PROBLEM REQUIREMENTS: State whether the VLookup thread supports each of the following statements, answering yes or no and quoting the thread's deciding words. (a) The thread's first post comes from a recruiter who wants someone with VLookup experience. (b) PaddyD says the board usually gets posts from the recruiting side. (c) NateO describes IRR() as a general-use worksheet function.

GIVEN PASSAGE:

--- Start ---

# VLookup



## Carolyn S (Mar 15, 2006)

I am a recruiter and I'm looking for someone who has VLookup experience.  I do not understand much about VLookup other than it's using formulas.

My question is, how would I find people who have this skill?  What types of positions are they using it in?

Thanks!


----------



## PaddyD (Mar 15, 2006)

hi - welcome to the board!

Usually, we get posts from candidates who have been told they need excel skills, rather than from the recruiting side, so perhaps a link to one of the more recent threads might help here:

http://www.mrexcel.com/board2/viewtopic.php?t=192883

re the vlookup, simple way (if you don't know it yourself) would be to ask them what the forth argument in vlookup did - if they know, they either know vlookup ('cos they know the answer) or are bright enough to learn how to use it ('cos they understand what an expression's argument is & can remember, despite not knowing vlookup in practise, what the 4th one is!).


----------



## NateO (Mar 15, 2006)

Hello, and welcome to the board. 

It is one of many, many Worksheet Functions, which one might think of as a formula, although, perhaps incorrectly...

Most Excel users that can demonstrate expertise with Worksheet functions will know how to use this particular Worksheet function, which I would classify as a 'general use' Worksheet function, as opposed to IRR(), which is more of a 'niche' (Finance) Worksheet function.

--- End ---

DATA SUPPLIED:
--- Start ---

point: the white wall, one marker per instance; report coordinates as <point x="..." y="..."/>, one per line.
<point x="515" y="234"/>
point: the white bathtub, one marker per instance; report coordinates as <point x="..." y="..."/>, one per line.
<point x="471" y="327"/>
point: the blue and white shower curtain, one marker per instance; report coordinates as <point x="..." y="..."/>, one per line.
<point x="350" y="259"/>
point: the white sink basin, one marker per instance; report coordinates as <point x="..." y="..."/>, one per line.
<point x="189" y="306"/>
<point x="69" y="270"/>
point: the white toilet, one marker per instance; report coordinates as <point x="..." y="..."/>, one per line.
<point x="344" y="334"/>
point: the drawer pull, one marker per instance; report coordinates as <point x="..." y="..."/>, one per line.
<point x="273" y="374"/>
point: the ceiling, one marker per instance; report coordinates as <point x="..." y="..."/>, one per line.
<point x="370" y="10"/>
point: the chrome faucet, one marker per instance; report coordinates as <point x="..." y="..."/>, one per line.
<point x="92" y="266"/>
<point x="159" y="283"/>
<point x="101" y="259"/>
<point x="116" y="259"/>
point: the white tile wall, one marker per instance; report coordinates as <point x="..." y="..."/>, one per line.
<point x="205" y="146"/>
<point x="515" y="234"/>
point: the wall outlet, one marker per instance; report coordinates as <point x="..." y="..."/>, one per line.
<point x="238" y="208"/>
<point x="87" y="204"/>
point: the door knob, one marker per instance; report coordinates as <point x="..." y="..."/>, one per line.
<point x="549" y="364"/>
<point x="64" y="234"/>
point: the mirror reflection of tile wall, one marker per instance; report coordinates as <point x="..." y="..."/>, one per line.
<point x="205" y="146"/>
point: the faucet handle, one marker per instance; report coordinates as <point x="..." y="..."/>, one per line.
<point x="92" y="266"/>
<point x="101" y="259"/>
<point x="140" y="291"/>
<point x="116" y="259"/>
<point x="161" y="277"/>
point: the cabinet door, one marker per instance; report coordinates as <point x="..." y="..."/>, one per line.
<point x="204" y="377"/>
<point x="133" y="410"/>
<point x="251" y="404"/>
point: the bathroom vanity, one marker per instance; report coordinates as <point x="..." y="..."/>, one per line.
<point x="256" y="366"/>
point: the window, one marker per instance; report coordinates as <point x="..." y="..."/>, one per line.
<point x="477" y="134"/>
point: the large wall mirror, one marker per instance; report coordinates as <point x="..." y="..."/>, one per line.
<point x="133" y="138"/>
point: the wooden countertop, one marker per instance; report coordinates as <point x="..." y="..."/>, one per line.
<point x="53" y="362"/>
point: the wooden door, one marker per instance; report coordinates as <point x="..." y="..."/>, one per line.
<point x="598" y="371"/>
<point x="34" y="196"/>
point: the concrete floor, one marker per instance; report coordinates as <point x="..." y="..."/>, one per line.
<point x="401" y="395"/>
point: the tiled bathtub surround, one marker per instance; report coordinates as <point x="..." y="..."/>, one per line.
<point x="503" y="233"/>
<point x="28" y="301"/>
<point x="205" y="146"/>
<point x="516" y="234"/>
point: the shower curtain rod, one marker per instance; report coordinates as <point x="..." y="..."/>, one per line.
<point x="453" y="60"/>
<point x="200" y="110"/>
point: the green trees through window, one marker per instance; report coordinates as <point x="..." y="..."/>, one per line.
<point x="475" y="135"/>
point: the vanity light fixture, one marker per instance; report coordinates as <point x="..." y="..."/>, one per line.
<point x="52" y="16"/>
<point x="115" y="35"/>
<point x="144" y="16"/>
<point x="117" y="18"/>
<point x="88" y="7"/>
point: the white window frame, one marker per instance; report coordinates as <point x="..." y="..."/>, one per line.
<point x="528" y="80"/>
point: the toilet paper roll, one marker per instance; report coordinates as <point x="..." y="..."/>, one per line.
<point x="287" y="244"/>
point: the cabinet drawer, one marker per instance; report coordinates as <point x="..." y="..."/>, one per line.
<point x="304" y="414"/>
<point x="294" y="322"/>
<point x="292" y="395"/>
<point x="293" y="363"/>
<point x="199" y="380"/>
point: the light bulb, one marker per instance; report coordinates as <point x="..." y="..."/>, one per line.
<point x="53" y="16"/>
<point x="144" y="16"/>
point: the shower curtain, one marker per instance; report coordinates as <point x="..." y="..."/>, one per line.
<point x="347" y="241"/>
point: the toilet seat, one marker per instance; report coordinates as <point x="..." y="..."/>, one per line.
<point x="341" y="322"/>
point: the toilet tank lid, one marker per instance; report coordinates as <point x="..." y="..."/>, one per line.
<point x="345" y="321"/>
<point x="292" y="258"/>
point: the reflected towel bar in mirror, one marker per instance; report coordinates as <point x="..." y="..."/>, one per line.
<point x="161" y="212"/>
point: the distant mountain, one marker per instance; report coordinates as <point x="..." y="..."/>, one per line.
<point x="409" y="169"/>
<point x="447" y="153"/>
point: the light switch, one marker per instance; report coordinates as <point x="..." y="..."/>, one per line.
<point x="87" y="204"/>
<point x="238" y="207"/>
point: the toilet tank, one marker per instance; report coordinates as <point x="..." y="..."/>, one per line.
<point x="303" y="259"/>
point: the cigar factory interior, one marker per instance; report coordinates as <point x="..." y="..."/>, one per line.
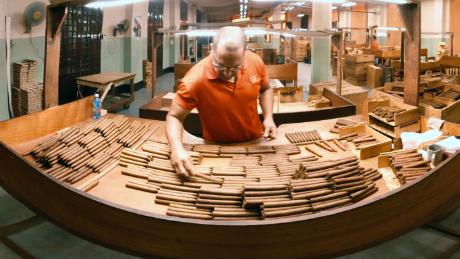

--- End ---

RESPONSE TO THIS TASK:
(a) Yes: "I am a recruiter and I'm looking for someone who has VLookup experience."
(b) No: "Usually, we get posts from candidates who have been told they need excel skills, rather than from the recruiting side"
(c) No: "as opposed to IRR(), which is more of a 'niche' (Finance) Worksheet function."